>> begin Exercise material

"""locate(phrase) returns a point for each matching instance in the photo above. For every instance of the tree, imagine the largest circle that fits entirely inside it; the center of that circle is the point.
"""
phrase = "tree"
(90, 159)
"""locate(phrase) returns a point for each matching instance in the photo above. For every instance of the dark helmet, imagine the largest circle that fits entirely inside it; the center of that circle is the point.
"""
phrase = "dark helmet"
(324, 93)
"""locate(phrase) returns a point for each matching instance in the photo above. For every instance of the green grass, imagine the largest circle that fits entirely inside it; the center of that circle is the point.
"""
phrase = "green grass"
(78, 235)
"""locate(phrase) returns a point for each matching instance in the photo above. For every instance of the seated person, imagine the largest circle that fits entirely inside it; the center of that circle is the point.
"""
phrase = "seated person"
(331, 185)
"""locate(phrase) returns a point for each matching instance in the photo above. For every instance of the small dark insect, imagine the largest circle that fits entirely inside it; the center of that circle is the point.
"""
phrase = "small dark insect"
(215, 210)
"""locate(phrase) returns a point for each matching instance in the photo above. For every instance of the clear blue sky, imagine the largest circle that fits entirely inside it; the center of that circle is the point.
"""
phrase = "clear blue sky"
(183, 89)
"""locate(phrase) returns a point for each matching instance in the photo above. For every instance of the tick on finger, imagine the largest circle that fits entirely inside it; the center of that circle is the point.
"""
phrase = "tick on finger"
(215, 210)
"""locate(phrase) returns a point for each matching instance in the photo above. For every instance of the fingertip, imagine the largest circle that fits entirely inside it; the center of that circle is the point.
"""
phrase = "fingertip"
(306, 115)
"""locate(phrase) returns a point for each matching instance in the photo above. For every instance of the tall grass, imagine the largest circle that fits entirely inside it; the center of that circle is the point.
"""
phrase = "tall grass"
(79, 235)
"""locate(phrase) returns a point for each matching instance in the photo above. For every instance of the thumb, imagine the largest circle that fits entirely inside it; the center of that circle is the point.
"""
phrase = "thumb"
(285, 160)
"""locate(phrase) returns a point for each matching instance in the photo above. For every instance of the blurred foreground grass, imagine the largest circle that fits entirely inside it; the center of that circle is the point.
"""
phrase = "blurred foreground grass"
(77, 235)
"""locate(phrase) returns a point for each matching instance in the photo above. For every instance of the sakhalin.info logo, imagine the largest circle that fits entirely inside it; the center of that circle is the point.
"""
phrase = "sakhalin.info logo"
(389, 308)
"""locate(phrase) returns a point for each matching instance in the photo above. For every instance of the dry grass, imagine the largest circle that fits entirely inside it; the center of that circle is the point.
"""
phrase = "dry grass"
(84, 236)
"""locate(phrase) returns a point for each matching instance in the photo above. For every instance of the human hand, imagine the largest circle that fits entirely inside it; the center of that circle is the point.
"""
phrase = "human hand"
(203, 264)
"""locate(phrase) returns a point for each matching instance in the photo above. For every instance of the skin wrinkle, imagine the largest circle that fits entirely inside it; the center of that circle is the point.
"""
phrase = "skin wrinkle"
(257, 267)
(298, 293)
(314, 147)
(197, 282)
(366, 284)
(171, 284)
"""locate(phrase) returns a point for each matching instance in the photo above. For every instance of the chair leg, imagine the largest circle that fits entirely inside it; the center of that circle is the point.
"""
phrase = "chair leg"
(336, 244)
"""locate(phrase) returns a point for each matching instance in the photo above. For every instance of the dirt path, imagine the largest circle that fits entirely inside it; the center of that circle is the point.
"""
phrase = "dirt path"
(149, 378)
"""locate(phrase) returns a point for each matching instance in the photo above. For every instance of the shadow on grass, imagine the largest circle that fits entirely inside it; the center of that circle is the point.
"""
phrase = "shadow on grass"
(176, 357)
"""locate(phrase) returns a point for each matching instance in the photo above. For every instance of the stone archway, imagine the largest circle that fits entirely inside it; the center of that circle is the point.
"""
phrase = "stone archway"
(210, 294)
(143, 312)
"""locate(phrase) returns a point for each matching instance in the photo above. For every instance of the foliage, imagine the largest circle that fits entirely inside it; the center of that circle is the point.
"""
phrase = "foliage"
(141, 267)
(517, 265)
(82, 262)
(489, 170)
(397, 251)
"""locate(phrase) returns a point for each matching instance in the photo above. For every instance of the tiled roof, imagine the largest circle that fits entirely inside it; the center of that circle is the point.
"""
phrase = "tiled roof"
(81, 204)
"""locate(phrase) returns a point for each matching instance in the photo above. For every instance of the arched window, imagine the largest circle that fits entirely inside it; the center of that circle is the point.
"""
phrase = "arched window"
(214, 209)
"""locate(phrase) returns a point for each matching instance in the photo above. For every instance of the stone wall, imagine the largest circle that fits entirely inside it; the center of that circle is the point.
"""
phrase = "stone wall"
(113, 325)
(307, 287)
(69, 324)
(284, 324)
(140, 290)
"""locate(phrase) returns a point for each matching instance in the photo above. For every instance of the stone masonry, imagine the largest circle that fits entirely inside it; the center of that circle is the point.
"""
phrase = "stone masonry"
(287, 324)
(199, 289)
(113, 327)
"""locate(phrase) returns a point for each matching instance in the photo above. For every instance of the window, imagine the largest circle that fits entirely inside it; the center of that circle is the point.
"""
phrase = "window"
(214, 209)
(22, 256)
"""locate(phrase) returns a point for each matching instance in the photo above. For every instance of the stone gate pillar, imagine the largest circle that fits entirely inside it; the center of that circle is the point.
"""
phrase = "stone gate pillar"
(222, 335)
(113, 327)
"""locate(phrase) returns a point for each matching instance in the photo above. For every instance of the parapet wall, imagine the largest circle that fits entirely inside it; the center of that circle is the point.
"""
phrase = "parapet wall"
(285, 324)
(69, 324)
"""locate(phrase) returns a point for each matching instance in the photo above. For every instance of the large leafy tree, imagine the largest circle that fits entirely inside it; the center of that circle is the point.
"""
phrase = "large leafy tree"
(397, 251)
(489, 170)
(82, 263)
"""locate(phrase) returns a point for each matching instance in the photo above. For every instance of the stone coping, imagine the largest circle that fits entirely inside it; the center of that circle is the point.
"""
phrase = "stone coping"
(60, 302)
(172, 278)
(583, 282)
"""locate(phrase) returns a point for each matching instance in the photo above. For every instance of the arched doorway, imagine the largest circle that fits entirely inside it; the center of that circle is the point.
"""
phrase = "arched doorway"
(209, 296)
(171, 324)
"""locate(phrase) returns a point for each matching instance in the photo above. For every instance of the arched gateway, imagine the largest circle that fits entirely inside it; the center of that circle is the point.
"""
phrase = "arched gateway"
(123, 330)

>> end Exercise material

■ **What the task requires**:
Word for word, quote all of the data above.

■ **Finished exercise**:
"""locate(phrase) returns a point for each matching instance in the photo above. For every instance of the tree, imagine the largest circle that fits entirely inside it; the center of that circle is the point.
"""
phrase = "tree"
(90, 159)
"""locate(phrase) returns a point for each matching instance in the photo above. For every instance of the dark helmet, imagine the largest circle that fits entirely inside it; the center of that circle is the point.
"""
phrase = "dark helmet"
(324, 93)
"""locate(phrase) returns a point for each matching instance in the photo above. For every instance of the green grass, imagine the largest circle that fits entirely inside it; the center of that circle is the point.
"""
phrase = "green grass"
(78, 235)
"""locate(phrase) returns a point for each matching instance in the photo above. For every instance of the seated person, imagine the largest circle that fits entirely inside it; the center of that circle is the point.
"""
phrase = "seated person"
(331, 185)
"""locate(phrase) returns a point for each matching instance in the photo above. For every instance of the small dark insect, imagine the largest circle that fits entirely inside it; the center of that circle is the point.
"""
phrase = "small dark insect"
(215, 210)
"""locate(phrase) returns a point for each matching instance in the photo above. For every instance of the clear blue sky, imagine the largest circle that fits entirely inside it; the center of that circle is the point.
"""
phrase = "clear blue sky"
(183, 89)
"""locate(phrase) returns a point for each matching instance in the photo above. For every instance of the tick on finger, imagine the largest circle that fits entirely inside it; the center of that circle is the point.
"""
phrase = "tick on finger"
(215, 210)
"""locate(phrase) returns a point for each matching instance in the photo above. For every instance of the fingertip, imagine the largest circle that fits entirely inside it; the center of that circle is the point.
"""
phrase = "fingertip"
(306, 115)
"""locate(phrase) returns a point for each matching instance in the photo above. For every instance of the tall grass, imagine the largest circle that fits entirely inside it; the center of that circle is the point.
"""
phrase = "tall grass"
(79, 235)
"""locate(phrase) returns a point for each matching instance in the photo above. For every instance of the thumb, imagine the largest circle that fits entirely inside it; the center of that circle is the point.
"""
phrase = "thumb"
(285, 160)
"""locate(phrase) returns a point for each matching instance in the photo above. For every instance of the blurred foreground grass, imagine the largest circle that fits entirely inside it; the center of that circle is the point.
"""
phrase = "blurred foreground grass"
(77, 235)
"""locate(phrase) returns a point for each matching instance in the photo above. For every instance of the sakhalin.info logo, imagine the largest circle that fits entirely inside it; the center of that circle is the point.
"""
phrase = "sakhalin.info logo"
(389, 308)
"""locate(phrase) returns a point for each matching instance in the photo above. For every instance of the dry grass, imagine the largest circle that fits entirely inside it; the center of that circle is the point.
"""
phrase = "dry grass"
(84, 236)
"""locate(phrase) returns a point for each matching instance in the photo above. For every instance of the human hand, imagine the largest circle that fits entirely inside it; the center of that circle is the point.
"""
phrase = "human hand"
(203, 264)
"""locate(phrase) returns a point for each matching instance in the photo above. For every instance of the skin wrinkle, imagine the largest circle that fits entirely inside it; the center of that circle is the point.
"""
phrase = "skin wrinkle"
(257, 267)
(298, 293)
(314, 147)
(197, 282)
(366, 284)
(171, 284)
"""locate(phrase) returns a point for each matching instance in the photo above. For every instance of the chair leg, imagine the largest circle that fits entirely inside it; the center of that circle is the point.
"""
phrase = "chair leg"
(336, 244)
"""locate(phrase) returns a point for each matching instance in the photo above. For every instance of the dirt path, imagine the largest circle that fits entirely inside it; the center of that circle is the point.
"""
phrase = "dirt path"
(149, 378)
"""locate(phrase) returns a point for each matching instance in the photo above. For every instance of the shadow on grass, imagine the largest circle that fits entirely inside it; the center of that circle is the point.
"""
phrase = "shadow on grass"
(176, 357)
"""locate(phrase) returns a point for each matching instance in the photo above. For every instance of the stone archway, imagine the largest circle that fits entirely inside it; the center of that circle is the point.
"""
phrase = "stone archway"
(210, 294)
(143, 312)
"""locate(phrase) returns a point for each matching instance in the photo above. For every instance of the foliage, imagine the largest circle that fits entirely inside it; the center of that circle is the point.
"""
phrase = "foliage"
(141, 267)
(517, 265)
(82, 262)
(489, 170)
(397, 251)
"""locate(phrase) returns a point for each matching instance in the photo above. For every instance of the tiled roof, imagine the largest circle that fits entirely inside it; the center of that circle is the point.
"""
phrase = "tiled roof"
(81, 204)
"""locate(phrase) returns a point for each matching instance in the photo above. For every instance of the arched window, imagine the largest circle that fits entirely inside it; the center of that circle is the point.
"""
phrase = "arched window"
(214, 209)
"""locate(phrase) returns a point for each matching instance in the photo above. For every instance of the stone wall, imagine the largest circle that fits entirely inside it; the center of that circle is the point.
"""
phrase = "stone wall"
(113, 325)
(307, 287)
(69, 324)
(284, 324)
(140, 290)
"""locate(phrase) returns a point for each matching instance in the photo above. For every instance of the stone masonry, imagine the largest circle that fits entirely inside it; the center of that circle is the point.
"""
phrase = "stone masonry"
(287, 324)
(199, 289)
(113, 327)
"""locate(phrase) returns a point for each matching instance in the photo above. For every instance of the window, imagine the largest circle that fits entirely inside it; the center of that circle is the point.
"""
phrase = "window"
(214, 209)
(22, 256)
"""locate(phrase) returns a point for each matching instance in the photo above. For every instance of the stone gate pillar, imagine the largest circle that fits entirely inside it; the center of that circle is the point.
"""
phrase = "stone gate pillar"
(222, 335)
(113, 327)
"""locate(phrase) returns a point for each matching instance in the photo above. For every instance of the parapet wall, imagine the largest circle that fits entirely inside it; the center of that circle is the point.
"""
phrase = "parapet wall"
(285, 324)
(69, 324)
"""locate(phrase) returns a point for each matching instance in the photo above. For every instance of the large leafy tree, imagine the largest circle that fits entirely inside it; the center of that circle is the point.
"""
phrase = "large leafy tree"
(397, 251)
(489, 170)
(82, 263)
"""locate(phrase) returns a point for each matching instance in the photo above. For every instance of the stone coping, imagine the largest circle that fits entirely inside it; the center of that circle is the point.
"""
phrase = "stone coping"
(60, 302)
(172, 278)
(583, 282)
"""locate(phrase) returns a point for each matching instance in the photo above. For every instance of the arched doorway, imagine the largest circle that fits entirely inside it; the center of that circle is the point.
"""
phrase = "arched doorway"
(209, 296)
(171, 324)
"""locate(phrase) returns a point for each matching instance in the photo above. For every instance of the arched gateway, imagine the largest circle that fits entirely inside it; the center of that circle is the point.
"""
phrase = "arched gateway"
(123, 330)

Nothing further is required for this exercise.